▸ **Dataset content**:
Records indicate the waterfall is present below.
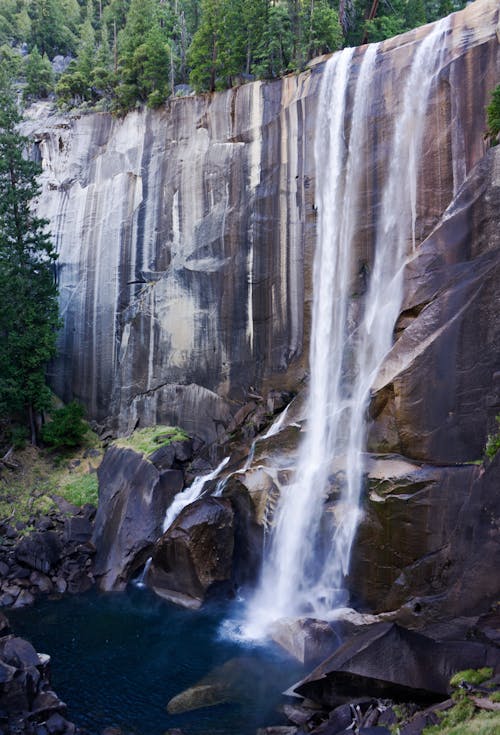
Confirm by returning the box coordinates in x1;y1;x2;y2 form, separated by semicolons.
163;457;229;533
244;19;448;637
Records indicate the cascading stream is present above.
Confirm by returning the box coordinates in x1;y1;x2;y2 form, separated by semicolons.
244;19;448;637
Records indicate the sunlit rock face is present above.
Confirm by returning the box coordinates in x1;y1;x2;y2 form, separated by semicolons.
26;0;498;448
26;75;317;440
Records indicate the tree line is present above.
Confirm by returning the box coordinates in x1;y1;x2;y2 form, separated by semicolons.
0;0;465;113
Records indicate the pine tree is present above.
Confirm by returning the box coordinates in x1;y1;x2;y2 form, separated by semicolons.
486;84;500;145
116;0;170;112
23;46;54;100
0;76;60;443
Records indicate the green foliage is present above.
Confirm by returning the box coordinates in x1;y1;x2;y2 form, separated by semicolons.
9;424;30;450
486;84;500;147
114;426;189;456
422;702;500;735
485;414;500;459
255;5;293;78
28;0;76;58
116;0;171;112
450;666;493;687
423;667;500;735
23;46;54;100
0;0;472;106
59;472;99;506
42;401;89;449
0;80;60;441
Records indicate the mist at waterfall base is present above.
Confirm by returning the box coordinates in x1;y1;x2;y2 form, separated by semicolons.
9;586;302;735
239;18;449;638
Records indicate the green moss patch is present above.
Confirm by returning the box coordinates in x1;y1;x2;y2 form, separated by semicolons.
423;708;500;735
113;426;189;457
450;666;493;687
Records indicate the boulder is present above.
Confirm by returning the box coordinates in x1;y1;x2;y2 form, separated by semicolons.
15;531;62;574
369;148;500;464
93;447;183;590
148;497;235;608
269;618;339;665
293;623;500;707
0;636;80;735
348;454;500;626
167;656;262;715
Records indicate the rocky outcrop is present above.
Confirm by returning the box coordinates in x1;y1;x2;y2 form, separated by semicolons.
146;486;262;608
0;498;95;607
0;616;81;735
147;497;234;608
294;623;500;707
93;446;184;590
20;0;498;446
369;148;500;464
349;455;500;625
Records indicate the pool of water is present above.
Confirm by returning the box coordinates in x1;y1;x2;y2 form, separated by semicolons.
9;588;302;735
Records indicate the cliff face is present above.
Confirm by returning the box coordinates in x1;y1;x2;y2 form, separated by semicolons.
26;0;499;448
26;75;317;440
==
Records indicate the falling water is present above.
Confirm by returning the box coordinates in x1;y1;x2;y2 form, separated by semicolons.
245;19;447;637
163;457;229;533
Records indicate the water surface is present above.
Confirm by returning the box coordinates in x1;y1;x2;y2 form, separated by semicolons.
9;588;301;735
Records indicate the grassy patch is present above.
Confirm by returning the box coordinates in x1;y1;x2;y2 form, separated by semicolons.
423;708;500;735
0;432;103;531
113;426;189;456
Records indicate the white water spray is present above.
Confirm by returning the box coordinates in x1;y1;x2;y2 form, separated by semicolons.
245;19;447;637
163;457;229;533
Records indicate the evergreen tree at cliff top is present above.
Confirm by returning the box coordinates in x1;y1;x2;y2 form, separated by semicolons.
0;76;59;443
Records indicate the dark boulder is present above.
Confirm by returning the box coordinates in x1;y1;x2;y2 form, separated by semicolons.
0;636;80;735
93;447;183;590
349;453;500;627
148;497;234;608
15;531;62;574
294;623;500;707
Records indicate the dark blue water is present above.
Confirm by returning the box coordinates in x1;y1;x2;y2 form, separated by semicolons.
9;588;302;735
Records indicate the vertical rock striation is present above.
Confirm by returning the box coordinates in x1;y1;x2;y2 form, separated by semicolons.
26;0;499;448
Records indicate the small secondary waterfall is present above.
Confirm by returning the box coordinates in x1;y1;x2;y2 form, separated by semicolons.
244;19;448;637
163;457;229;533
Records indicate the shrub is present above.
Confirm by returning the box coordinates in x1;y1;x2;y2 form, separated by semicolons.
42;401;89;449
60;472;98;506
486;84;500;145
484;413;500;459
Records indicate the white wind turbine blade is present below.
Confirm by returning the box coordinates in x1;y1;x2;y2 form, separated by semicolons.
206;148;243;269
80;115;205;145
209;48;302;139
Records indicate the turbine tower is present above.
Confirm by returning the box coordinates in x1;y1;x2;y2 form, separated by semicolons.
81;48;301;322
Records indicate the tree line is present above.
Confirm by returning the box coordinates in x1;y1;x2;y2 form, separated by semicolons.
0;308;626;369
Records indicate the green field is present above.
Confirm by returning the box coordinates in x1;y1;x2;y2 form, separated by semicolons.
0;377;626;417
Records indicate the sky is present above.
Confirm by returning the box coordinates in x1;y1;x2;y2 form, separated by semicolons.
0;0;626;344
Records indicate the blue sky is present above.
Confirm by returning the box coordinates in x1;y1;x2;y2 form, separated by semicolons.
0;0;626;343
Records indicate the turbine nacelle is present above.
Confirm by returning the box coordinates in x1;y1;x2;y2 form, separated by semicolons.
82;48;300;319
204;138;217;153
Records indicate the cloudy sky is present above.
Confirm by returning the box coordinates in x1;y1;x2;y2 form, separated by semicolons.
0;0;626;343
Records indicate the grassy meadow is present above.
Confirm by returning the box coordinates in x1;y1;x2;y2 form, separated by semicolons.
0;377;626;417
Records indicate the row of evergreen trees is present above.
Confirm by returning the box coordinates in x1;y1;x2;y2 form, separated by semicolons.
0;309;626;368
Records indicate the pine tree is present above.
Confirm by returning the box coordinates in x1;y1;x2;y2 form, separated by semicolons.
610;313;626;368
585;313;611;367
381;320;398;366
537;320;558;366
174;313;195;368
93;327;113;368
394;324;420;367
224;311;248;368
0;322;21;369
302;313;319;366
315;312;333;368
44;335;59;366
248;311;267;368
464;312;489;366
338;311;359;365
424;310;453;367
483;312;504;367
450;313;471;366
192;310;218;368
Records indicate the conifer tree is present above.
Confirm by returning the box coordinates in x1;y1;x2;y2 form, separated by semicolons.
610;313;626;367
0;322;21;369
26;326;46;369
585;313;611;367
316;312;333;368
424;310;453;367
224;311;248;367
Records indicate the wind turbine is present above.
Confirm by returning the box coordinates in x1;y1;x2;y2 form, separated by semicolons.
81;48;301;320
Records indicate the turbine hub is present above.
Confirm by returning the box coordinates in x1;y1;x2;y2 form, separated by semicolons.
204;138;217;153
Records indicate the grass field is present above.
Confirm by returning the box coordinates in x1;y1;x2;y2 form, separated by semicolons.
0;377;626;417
---
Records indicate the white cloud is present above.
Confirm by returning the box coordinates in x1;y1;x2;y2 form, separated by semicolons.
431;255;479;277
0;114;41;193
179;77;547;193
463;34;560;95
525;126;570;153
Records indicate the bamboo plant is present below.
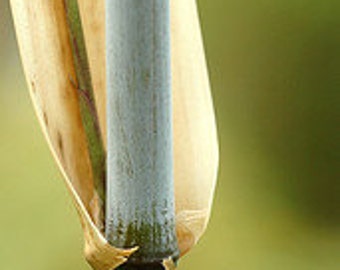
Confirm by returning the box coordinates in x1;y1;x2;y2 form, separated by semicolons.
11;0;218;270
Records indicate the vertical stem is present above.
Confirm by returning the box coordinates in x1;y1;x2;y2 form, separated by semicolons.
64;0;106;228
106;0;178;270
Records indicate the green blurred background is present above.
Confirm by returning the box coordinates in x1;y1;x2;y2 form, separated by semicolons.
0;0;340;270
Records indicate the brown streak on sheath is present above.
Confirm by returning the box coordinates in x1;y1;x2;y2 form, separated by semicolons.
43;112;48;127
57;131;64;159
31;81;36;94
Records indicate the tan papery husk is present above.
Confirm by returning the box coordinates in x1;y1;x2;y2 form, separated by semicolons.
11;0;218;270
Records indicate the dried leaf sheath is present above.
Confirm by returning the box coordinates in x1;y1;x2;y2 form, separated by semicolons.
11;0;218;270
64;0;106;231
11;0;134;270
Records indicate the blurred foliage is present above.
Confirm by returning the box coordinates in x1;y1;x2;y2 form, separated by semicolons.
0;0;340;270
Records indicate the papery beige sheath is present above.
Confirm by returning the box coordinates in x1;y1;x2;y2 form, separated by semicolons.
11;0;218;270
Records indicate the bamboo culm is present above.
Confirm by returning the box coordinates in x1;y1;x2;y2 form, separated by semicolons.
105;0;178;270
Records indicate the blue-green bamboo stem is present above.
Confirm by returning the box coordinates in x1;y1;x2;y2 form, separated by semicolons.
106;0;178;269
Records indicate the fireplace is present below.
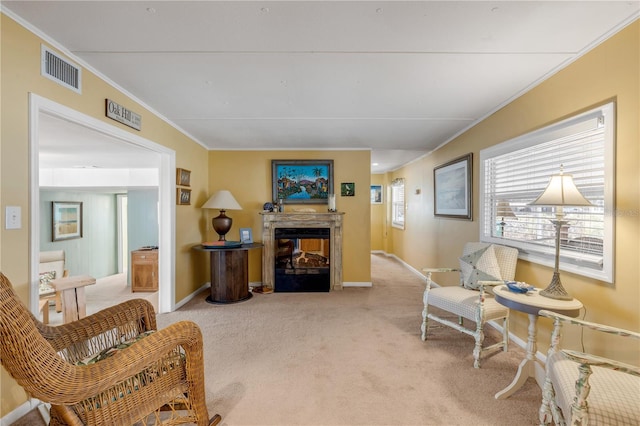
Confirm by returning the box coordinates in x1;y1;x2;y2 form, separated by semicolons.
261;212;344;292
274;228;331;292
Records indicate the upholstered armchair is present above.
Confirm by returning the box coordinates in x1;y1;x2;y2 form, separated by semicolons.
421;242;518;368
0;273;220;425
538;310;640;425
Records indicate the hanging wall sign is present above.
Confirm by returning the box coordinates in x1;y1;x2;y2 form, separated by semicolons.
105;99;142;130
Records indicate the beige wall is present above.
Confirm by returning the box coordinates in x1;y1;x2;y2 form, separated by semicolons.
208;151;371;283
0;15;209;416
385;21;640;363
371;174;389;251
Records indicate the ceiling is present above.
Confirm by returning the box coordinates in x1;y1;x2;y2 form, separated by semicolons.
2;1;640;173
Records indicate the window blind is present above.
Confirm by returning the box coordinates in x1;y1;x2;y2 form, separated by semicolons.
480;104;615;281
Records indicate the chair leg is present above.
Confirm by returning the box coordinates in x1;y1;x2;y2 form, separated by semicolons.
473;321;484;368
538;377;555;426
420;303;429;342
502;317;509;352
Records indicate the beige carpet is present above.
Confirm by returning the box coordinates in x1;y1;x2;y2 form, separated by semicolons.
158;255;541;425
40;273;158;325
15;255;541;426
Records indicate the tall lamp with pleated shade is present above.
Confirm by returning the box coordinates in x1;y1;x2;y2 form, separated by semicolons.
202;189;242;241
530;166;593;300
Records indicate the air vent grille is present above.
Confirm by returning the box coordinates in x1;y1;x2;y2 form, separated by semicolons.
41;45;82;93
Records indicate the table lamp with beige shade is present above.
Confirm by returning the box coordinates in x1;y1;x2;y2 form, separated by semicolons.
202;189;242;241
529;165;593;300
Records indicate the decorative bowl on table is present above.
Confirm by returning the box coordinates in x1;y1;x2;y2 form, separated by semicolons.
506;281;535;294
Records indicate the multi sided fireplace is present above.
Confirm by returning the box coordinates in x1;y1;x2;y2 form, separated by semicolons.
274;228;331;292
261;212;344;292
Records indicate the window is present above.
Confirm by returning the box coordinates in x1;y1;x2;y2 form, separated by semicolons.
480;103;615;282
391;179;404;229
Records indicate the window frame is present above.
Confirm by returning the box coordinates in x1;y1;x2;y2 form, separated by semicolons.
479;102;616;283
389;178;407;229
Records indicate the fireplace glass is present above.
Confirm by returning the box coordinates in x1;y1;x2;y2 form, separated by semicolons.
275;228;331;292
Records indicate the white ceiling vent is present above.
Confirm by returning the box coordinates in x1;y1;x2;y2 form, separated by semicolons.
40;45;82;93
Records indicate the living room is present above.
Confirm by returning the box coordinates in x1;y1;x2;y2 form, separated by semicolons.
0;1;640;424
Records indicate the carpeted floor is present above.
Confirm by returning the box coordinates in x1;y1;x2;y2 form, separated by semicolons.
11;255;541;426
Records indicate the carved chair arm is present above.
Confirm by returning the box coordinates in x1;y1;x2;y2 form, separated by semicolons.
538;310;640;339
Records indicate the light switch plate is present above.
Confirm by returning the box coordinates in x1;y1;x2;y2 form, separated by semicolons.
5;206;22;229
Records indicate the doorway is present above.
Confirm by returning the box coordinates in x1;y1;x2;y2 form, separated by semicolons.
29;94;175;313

▸ **Work instructions**: Copy the listing from the line with "Records indicate the table" up to and including the line with "506;281;535;294", keeping every line unchanged.

▸ **Task answer**:
Records indicate the table lamp with beige shade is present above.
Confirm by returning the box coordinates in x1;y1;x2;y2 form, separated by semicolons.
202;189;242;241
529;165;593;300
Records indicate the decorative bowl on table is present above.
Confirm by returning the box coordinates in x1;y1;x2;y2 form, separated by semicolons.
506;281;535;294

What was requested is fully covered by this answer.